**Yapılacak görev 1:** Kayıtlarda "cliff" dizesinin geçtiği bütün satırları ayıklayıp kopyalayın.

**Alıntılanan metin:**
*-*-*

2- Hakeza Hilafet Devleti’nde Maliye kitabında (dinden dönen (mürted) kimselerin malı) konusunda bahsettiğimiz ilk yer, Ebu Bekir Radıyallahu Anh’ın kendileriyle savaştığı mürtedler hakkındadır; çünkü onlar İslam’dan çıktılar, zira Maliye kitabının (dinden dönen (mürted) kimselerin malı) konusunda şöyle geçmektedir:
[Bir bölge halkı toptan dinden döner, bölgeyi işgal edip bir yönetici tayin eder ve kendileri için özel hükümler koyarlarsa bu bölge daru’l-harb olur. Dolayısıyla mallarının ve kanlarının dokunulmazlığı kalkar, kendileri ile savaşmak farz olur. Aslen kâfir kimseler gibi sayılırlar. Hatta bunlar, kendileri ile savaşılması konusunda aslen kâfirlerden de önce gelirler. Çünkü aslen kâfir olanların İslâm’a girmeleri ve onlarla barış yapılması veya cizye alınması mümkündür. Mürted olanların ise İslam olmalarından başka hiçbir alternatifleri yoktur. Cizye vermeleri ya da onlarla barış yapılması kesinlikle mümkün değildir. Mürtedler ya Müslüman olurlar ya da Ebu Bekir Radıyallahu Anh ve sahabelerin mürtedlerle savaştığı gibi kendileri ile savaşılır. Topyekûn İslam’a dönmelerinden ya da savaştan başka çıkar yolları yoktur. Çünkü Sallallahu Aleyhi ve Sellem şöyle buyurmuştur: مَنْ بَدَّلَ دِينَهُ فَاقْتُلُوهُ“Kim dinini değiştirirse onu öldürünüz.” [Buhari ve Nesai rivayet ettiler.]
Dolayısıyla bu insanlar, İslam’dan irtidat ederek kâfir olmalarından dolayı Ebu Bekir ve sahabeler (Allah onların hepsinden razı oldun) onlarla savaştılar ve onlardan, İslam’a dönmeleri veya öldürülmeleri dışında bir şeyi kabul etmediler.

*-*-*

**Görev girdisi:**
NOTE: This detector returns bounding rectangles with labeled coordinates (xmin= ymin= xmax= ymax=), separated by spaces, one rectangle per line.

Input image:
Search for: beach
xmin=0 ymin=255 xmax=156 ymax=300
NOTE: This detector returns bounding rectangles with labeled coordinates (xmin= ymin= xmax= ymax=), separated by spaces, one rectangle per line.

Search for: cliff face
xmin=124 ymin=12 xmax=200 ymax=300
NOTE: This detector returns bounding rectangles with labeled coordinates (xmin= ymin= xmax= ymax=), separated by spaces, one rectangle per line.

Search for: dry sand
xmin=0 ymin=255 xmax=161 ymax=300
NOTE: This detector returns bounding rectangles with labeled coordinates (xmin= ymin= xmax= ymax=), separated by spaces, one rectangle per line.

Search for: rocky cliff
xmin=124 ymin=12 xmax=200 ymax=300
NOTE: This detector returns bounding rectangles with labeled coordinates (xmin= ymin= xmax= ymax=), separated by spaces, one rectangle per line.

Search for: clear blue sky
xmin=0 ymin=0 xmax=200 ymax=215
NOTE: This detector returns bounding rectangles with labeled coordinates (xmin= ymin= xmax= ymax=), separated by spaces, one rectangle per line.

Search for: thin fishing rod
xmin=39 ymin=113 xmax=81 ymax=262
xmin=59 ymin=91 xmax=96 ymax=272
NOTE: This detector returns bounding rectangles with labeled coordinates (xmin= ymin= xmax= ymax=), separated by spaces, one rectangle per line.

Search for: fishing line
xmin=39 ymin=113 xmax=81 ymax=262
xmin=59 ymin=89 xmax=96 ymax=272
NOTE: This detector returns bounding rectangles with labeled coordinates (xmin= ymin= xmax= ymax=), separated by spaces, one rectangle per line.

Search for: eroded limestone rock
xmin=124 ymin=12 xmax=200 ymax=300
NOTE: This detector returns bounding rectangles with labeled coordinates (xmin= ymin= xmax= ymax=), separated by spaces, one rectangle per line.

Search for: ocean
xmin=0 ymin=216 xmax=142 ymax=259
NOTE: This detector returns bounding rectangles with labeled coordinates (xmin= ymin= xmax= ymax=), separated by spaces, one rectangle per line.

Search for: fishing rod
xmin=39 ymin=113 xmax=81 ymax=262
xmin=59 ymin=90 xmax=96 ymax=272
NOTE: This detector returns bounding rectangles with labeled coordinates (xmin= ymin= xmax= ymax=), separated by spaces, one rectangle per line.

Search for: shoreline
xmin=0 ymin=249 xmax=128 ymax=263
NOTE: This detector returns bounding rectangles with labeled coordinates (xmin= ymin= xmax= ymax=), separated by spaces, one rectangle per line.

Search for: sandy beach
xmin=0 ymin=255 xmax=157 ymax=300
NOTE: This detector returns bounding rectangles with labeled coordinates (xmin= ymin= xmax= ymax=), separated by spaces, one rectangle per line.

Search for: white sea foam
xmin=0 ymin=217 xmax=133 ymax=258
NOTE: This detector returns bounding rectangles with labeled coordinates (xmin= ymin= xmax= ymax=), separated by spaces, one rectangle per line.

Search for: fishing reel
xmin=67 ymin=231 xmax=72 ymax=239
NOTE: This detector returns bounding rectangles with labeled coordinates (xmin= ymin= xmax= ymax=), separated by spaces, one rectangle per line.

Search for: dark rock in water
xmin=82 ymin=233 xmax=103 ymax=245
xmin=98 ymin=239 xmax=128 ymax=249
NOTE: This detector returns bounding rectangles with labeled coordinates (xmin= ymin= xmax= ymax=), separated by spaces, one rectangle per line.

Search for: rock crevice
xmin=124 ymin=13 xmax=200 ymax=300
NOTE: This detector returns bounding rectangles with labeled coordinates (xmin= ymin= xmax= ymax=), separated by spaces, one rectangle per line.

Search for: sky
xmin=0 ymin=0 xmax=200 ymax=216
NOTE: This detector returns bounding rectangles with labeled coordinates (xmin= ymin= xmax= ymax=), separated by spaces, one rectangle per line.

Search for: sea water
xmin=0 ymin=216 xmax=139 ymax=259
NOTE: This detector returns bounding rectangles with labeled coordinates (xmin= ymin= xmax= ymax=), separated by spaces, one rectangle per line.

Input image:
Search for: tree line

*-*-*

**Yapılacak görev 2:**
Alıntılanan metne göre aşağıdaki soruları kısaca cevaplayın:
(a) Dinden dönen kimselerin malı konusu, ilk paragrafta hangi kitapta geçtiği söylenen bir konudur?
(b) Mürtedler için kesinlikle mümkün olmadığı belirtilen iki şey nedir?
(c) Ebu Bekir ve sahabeler, savaştıkları mürtedlerden hangi iki şey dışında bir şeyi kabul etmediler?

**Tam cevap 1:**
Search for: cliff face
Search for: rocky cliff

**Tam cevap 2:**
(a) Maliye kitabı.
(b) Cizye vermeleri ve onlarla barış yapılması.
(c) İslam'a dönmeleri veya öldürülmeleri.